■ Rincian Soal:
Ambil semua baris materi di bawah ini, lalu tulis ulang tanpa mengubah satu huruf atau tanda baca pun.

■ Catatan penempatan titik:

----

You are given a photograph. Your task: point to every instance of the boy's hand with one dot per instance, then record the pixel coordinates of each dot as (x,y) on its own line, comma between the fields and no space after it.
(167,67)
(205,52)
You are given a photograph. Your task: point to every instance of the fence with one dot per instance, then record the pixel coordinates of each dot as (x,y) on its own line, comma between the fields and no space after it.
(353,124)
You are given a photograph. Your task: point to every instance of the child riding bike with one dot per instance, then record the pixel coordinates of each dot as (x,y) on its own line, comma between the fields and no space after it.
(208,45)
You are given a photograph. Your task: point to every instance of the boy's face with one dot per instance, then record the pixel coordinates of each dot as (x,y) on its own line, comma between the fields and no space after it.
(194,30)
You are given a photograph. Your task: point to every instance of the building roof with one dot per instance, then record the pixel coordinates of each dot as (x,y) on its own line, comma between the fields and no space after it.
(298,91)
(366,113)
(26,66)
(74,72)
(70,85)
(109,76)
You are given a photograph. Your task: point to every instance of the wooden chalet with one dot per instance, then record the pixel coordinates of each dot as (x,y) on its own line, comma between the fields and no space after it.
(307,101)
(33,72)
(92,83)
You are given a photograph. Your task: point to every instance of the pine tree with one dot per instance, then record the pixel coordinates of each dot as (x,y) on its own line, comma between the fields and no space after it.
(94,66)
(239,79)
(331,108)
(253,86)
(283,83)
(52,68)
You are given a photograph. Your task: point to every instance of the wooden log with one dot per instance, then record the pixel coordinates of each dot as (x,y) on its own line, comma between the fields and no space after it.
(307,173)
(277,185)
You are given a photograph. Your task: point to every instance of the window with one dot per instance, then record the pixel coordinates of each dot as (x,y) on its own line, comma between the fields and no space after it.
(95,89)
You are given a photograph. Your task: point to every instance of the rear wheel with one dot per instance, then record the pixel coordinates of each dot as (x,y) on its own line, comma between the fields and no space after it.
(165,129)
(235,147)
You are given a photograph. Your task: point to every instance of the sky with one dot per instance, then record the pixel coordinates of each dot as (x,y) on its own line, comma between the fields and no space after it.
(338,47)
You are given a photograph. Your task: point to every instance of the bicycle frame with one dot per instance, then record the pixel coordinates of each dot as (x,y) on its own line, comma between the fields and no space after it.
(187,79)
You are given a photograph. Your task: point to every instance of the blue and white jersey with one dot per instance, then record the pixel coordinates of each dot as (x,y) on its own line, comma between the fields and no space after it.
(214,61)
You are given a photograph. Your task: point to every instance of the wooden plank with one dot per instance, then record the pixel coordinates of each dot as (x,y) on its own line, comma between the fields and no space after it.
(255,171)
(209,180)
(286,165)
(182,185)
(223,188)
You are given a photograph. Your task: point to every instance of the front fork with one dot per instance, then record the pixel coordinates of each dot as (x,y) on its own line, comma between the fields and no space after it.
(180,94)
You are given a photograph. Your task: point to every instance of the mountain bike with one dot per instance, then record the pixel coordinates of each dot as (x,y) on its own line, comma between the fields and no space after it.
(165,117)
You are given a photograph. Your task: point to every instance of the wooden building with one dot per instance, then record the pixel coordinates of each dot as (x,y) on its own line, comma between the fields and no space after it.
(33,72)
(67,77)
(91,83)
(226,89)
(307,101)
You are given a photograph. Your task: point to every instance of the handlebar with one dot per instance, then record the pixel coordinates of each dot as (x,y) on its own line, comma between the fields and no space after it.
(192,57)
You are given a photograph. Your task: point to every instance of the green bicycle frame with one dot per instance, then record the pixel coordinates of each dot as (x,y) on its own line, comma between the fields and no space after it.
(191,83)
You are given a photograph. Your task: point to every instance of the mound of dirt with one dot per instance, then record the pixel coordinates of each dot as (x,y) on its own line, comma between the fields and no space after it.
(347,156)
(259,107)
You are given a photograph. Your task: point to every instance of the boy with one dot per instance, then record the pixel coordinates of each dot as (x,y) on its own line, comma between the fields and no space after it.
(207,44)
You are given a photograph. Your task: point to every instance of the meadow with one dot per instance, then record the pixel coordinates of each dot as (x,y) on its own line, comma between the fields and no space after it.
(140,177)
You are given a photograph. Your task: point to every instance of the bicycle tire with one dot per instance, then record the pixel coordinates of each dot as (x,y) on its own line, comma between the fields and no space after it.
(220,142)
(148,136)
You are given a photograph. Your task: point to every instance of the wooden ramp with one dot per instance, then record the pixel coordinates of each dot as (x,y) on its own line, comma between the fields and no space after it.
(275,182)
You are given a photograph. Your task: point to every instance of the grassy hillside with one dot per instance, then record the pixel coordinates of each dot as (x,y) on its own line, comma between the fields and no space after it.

----

■ Jawaban Tertulis:
You are given a photograph. Your task: point to every instance of the boy's hand with one dot per instance, then record the pixel coordinates of each dot as (x,y) on its own line, comma between the fields and no space after it.
(167,67)
(205,52)
You are given a photograph. Your task: point to every instance of the fence with one dot per instance, then record the pixel coordinates of each dot as (x,y) on its own line, comma between the fields and no space after it.
(353,124)
You are given a photograph. Your task: point to every instance of the child riding bike with one dot per instance, then record the pixel coordinates of each dot as (x,y) on its own line, comma between the fields and no space after it.
(208,45)
You are given a photograph. Your task: point to every instance of the boy's face with one dot per instance, then record the pixel coordinates of each dot as (x,y) on its own line, comma between the fields and no space after it.
(194,30)
You are given a photograph. Your task: point to every instance of the building roof with one dot per instance, then record the pixel coordinates of each dot as (x,y) on its own line, comma between the fields and no space after it.
(298,91)
(366,113)
(26,66)
(74,72)
(70,85)
(109,76)
You are given a photograph. Your task: point to every instance of the wooden chalet with one dot per instance, then record the pixel coordinates of each dot as (x,y) on its own line, comma between the fields and no space after it.
(307,101)
(33,72)
(92,83)
You are given a photograph. Your task: point to every instance of the pine tree with one dot per instance, then record the pixel coordinates of each dot as (x,y) on its own line, comma between the fields and no space after it.
(94,66)
(239,79)
(331,108)
(253,86)
(283,83)
(52,68)
You are given a photograph. Your task: point to every instance of the wooden log with one dot per instance, then record the pixel coordinates of each dot as (x,y) on its own line, comma between the fields and no space after it.
(307,173)
(277,185)
You are given a photograph. Your task: point to every instance of the window with one dot per instance, then record the pixel coordinates of each dot as (x,y) on its own line, comma between the fields and no space after it.
(95,89)
You are given a photograph. Your task: point to every instance of the rear wheel with one dot per instance, then record the pixel coordinates of each dot as (x,y) on its own line, comma between the fields and no space after it.
(165,129)
(235,147)
You are given a photograph. Your task: point to every instance of the sky with one dot per instance, then record the pixel coordinates of each dot as (x,y) on its own line, comma between the fields and no space after it.
(338,47)
You are given a photograph. Your task: point to every instance of the bicycle frame with one dot per instance, then record the pixel coordinates of each dot as (x,y) on its own line, comma between the fields and no space after it.
(187,79)
You are given a photograph. Your task: point to every instance of the blue and white jersey with one dot per instance, then record the pixel coordinates of each dot as (x,y) on its own line, comma between the fields and no space after it.
(214,61)
You are given a photograph. Your task: point to every instance of the wooden plank with one dot per instance, then record the pixel coordinates of each dot as (x,y) on its own line, comma between the fields and no space after it.
(255,171)
(209,180)
(286,165)
(182,185)
(223,188)
You are given a photograph. Your task: point to every instance of the front fork with one dot per instance, then record the pixel coordinates of each dot as (x,y) on its own line, comma between the fields and no space after it.
(180,94)
You are given a photograph. Your task: point to every instance of the mountain bike with one dot per instance, then record the pixel coordinates of each dot as (x,y) on its own line, comma between the fields and no space after it.
(165,117)
You are given a photograph. Your task: point to every instance of the wooden building with one dot per instance, then record the pixel coordinates of each dot as (x,y) on its own line, comma between the fields and no space after it.
(33,72)
(67,77)
(91,83)
(226,89)
(307,101)
You are given a photograph. Your task: point to every instance of the handlebar with one dot per instance, then record the pixel coordinates of each dot as (x,y) on its own line, comma between the fields and no space after it.
(192,57)
You are given a photograph. Your task: point to every instance of the green bicycle frame with one dot per instance, then record the pixel coordinates of each dot as (x,y) on its own line, comma between the fields and no space after it.
(191,83)
You are given a photograph. Your task: point to every instance of the mound of dirt with one dot per instance, then record the pixel coordinates of each dot as (x,y) on its own line, comma between the fields and no space after it.
(347,156)
(259,107)
You are given a photograph. Your task: point to every instance of the boy with one dot per instance, then record the pixel coordinates of each dot as (x,y) on its own line, comma between the fields and no space after it.
(207,44)
You are given a photograph. Your task: point to every instance of the meadow with one dot per instance, then record the pixel coordinates of each dot as (x,y) on its own line, comma between the fields and no space after it.
(140,177)
You are given a photograph. Your task: point to every instance of the bicycle tire with one dot per instance, then record the pixel coordinates of each dot as (x,y) on its own line, comma between the fields and no space after it.
(220,142)
(148,136)
You are given a photograph. Your task: point to every instance of the wooden ramp with one dot per instance, then record the pixel coordinates of each dot as (x,y) on its own line, comma between the fields and no space after it.
(275,182)
You are given a photograph. Your task: point to every instance of the grassy hillside with one dot per instance, then record the pixel coordinates of each dot as (x,y) on its own line, comma between the fields and no space after it.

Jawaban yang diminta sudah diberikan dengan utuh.